*Exercise brief*:
Reproduce the news item below from "New category: Ground-breaking" up to and including "for specific topics.", keeping every word and mark unchanged.

*Text provided*:
--- --- ---

Thursday, 02 August 2012 22:57

New category: Ground-breaking Technology Featured

The InVitroJobs website now features a new category, "Ground-breaking Technology", in which selected scientific publications are compiled in a thematic bibliography. The list includes milestones in the development of technological highlights which already can or could in the future replace animal experiments for specific topics.

The section starts with non-invasive techniques (fMRI, MEG) in cognitive neuroscience and neurobiology. Because of their non-invasiveness, they can be used on human volunteers without concerns.

For example, a Berlin research group led by Dr. Martin Burghoff from the Physikalisch-Technische-Bundesanstalt (PTB) in Berlin is working on direct, non-invasive imaging of neural signals by means of nuclear magnetic resonance-dependent processes (so-called low field nuclear magnetic resonance technique, LF NMR, (Höfner, N. et al. 2011)). By contrast, the current standard imaging method for depicting brain activity, the functional magnetic resonance imaging (fMRI), can only indirectly record neural signals. The latter measures the oxygen concentration in the blood flowing through the brain's blood vessels, with brain activity leading to measurable changes.

However, it is still hotly debated how neural signal processing and oxygen load are connected with one another. For this reason a direct measuring method with high spatial resolution which is also non-invasive would render primate models superfluous for a variety of issues, especially in the field of cognitive neuroscience. As the new methods are can be used together with high temporal resolution methods such as magnetic resonance imaging (MEG) ("multimodal imaging", see Kraus R. H. et al. 2008), the non-invasive location-based depiction of "high-speed" neural processes is becoming increasingly feasible.

--- --- ---

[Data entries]
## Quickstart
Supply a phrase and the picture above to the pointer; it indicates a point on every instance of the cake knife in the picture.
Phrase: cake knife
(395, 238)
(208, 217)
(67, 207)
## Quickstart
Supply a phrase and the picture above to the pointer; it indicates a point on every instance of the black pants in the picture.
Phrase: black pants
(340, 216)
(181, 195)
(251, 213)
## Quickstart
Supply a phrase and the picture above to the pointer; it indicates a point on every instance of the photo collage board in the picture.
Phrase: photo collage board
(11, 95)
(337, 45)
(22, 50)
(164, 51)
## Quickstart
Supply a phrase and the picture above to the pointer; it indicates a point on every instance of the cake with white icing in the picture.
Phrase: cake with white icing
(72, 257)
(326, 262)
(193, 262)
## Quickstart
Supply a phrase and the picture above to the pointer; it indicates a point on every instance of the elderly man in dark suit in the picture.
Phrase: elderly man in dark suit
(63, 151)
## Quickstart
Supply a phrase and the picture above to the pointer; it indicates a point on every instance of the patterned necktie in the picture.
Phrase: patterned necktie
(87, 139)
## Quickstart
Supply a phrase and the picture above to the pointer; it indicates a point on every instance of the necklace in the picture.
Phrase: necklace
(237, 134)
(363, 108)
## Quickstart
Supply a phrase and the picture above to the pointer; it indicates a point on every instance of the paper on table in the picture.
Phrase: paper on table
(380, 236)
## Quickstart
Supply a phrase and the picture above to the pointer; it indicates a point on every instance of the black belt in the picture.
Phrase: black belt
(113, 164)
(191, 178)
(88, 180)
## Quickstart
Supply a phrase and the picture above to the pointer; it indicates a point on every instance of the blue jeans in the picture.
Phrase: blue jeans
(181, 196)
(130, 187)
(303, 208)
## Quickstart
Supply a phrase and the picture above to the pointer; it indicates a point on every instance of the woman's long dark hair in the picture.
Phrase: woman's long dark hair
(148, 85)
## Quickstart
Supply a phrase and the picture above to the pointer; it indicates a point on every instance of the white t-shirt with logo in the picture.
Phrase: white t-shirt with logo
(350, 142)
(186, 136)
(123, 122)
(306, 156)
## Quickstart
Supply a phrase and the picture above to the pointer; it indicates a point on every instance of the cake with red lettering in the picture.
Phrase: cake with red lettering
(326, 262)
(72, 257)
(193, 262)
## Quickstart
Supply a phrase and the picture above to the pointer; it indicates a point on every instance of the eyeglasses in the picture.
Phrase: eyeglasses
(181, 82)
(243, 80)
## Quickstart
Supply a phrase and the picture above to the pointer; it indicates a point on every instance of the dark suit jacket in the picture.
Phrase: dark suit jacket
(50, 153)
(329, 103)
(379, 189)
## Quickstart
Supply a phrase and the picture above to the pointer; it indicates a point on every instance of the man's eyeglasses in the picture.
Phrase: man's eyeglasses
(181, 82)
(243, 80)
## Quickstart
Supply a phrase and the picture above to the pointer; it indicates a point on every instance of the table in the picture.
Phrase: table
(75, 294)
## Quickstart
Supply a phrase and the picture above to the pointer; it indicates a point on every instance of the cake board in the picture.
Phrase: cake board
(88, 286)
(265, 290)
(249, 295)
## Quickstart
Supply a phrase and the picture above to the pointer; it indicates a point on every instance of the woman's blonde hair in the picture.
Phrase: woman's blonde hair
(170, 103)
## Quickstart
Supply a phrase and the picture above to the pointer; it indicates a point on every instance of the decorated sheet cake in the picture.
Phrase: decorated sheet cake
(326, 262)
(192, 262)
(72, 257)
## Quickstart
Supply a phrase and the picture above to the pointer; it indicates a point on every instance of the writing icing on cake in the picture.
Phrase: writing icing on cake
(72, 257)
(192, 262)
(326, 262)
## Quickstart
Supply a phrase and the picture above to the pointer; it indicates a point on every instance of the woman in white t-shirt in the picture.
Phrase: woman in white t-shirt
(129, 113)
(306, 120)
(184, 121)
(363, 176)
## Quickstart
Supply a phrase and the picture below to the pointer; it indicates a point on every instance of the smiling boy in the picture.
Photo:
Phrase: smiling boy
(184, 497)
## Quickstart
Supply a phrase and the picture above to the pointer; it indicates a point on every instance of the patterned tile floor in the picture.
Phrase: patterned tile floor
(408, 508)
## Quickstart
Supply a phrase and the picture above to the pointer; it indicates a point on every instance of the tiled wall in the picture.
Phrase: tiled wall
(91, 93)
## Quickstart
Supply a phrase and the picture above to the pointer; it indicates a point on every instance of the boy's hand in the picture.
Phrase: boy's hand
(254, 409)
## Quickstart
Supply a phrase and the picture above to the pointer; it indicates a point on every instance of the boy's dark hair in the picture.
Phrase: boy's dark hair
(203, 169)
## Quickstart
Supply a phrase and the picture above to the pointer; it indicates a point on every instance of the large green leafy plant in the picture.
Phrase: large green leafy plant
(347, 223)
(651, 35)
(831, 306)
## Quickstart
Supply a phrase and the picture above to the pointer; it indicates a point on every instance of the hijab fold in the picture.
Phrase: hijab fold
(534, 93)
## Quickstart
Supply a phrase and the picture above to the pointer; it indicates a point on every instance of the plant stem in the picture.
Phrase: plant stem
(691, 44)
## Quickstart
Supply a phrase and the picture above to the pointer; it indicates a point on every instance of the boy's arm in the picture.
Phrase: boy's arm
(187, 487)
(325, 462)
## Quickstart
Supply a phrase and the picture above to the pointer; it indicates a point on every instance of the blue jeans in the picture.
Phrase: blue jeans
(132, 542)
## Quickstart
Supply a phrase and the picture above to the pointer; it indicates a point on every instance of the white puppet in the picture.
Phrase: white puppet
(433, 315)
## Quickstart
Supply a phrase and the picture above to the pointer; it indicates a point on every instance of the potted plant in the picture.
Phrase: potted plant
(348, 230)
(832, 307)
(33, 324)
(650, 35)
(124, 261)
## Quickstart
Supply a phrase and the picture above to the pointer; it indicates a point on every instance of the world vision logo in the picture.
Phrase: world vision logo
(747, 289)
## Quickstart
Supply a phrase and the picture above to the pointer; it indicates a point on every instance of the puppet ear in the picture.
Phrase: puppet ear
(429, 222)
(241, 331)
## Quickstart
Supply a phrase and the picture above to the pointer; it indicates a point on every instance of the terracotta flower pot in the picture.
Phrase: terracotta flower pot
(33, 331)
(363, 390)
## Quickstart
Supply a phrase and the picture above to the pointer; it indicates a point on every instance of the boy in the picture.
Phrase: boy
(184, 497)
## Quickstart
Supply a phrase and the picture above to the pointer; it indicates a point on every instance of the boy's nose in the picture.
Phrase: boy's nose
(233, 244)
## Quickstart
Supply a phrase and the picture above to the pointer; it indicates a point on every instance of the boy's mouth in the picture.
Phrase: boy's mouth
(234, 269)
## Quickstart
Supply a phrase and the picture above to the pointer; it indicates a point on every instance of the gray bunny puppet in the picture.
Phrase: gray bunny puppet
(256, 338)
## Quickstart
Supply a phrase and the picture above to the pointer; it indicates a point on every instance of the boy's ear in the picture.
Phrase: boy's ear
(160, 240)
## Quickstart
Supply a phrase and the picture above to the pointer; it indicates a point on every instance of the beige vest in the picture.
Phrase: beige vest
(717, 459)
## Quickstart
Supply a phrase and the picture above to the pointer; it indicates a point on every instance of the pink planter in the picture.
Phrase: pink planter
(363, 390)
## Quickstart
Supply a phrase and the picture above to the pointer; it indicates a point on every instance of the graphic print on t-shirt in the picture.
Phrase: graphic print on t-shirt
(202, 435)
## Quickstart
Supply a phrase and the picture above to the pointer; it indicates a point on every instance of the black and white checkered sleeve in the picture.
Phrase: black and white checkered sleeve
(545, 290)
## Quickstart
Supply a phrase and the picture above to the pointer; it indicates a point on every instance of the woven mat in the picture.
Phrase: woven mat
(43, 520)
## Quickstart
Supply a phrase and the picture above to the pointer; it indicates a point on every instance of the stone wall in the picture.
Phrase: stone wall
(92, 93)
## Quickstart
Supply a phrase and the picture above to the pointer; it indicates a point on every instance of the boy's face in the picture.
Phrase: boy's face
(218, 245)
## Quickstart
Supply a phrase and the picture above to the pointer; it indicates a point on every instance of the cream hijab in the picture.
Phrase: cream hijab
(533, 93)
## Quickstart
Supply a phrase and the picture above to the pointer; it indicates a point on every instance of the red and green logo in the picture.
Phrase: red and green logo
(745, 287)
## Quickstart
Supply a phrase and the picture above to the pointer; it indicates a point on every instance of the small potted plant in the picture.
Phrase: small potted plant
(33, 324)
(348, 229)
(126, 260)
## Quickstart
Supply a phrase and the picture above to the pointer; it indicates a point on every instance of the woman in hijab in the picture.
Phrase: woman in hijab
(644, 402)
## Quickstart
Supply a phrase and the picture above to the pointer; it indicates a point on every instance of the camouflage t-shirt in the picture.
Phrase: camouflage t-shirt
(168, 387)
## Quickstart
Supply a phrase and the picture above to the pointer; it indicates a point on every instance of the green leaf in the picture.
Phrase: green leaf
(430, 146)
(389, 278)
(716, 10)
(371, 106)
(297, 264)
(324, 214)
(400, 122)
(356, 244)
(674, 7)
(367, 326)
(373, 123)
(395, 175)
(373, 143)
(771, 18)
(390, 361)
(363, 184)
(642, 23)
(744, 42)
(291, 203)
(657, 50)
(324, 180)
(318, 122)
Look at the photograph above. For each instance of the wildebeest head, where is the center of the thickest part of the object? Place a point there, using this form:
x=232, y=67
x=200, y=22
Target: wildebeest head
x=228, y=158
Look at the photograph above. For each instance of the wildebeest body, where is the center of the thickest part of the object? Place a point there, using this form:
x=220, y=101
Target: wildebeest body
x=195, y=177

--- --- ---

*Result for this task*:
New category: Ground-breaking Technology Featured

The InVitroJobs website now features a new category, "Ground-breaking Technology", in which selected scientific publications are compiled in a thematic bibliography. The list includes milestones in the development of technological highlights which already can or could in the future replace animal experiments for specific topics.